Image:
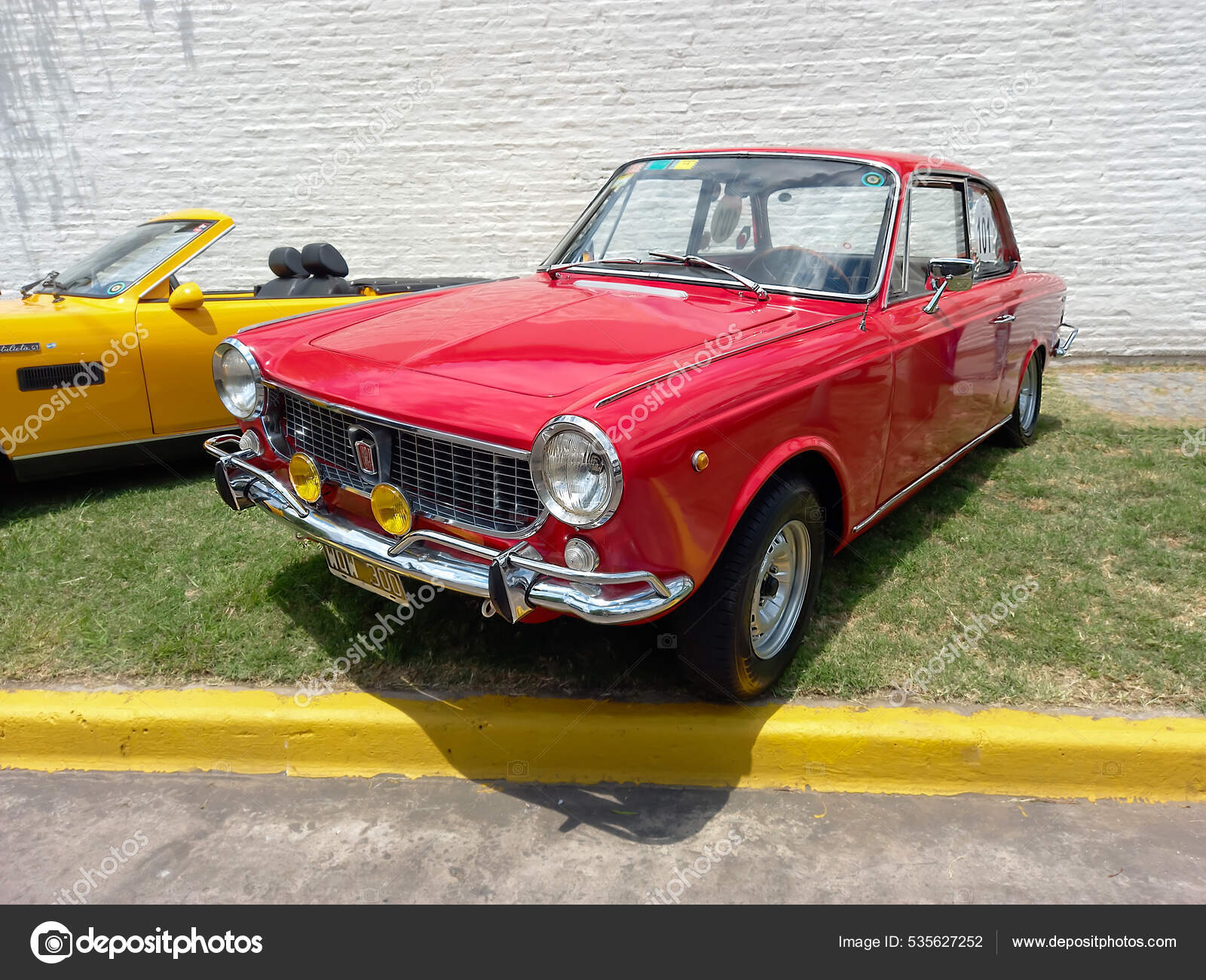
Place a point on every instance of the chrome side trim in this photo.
(896, 498)
(745, 154)
(721, 357)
================
▶ **What is needed**
Express every line of the records above as a numbered list, skipping blank lines and leaving the pictures out.

▶ **Output**
1. Image:
2. Place a point on every instance of the chrome side trim in this photo.
3. (896, 498)
4. (745, 154)
5. (721, 357)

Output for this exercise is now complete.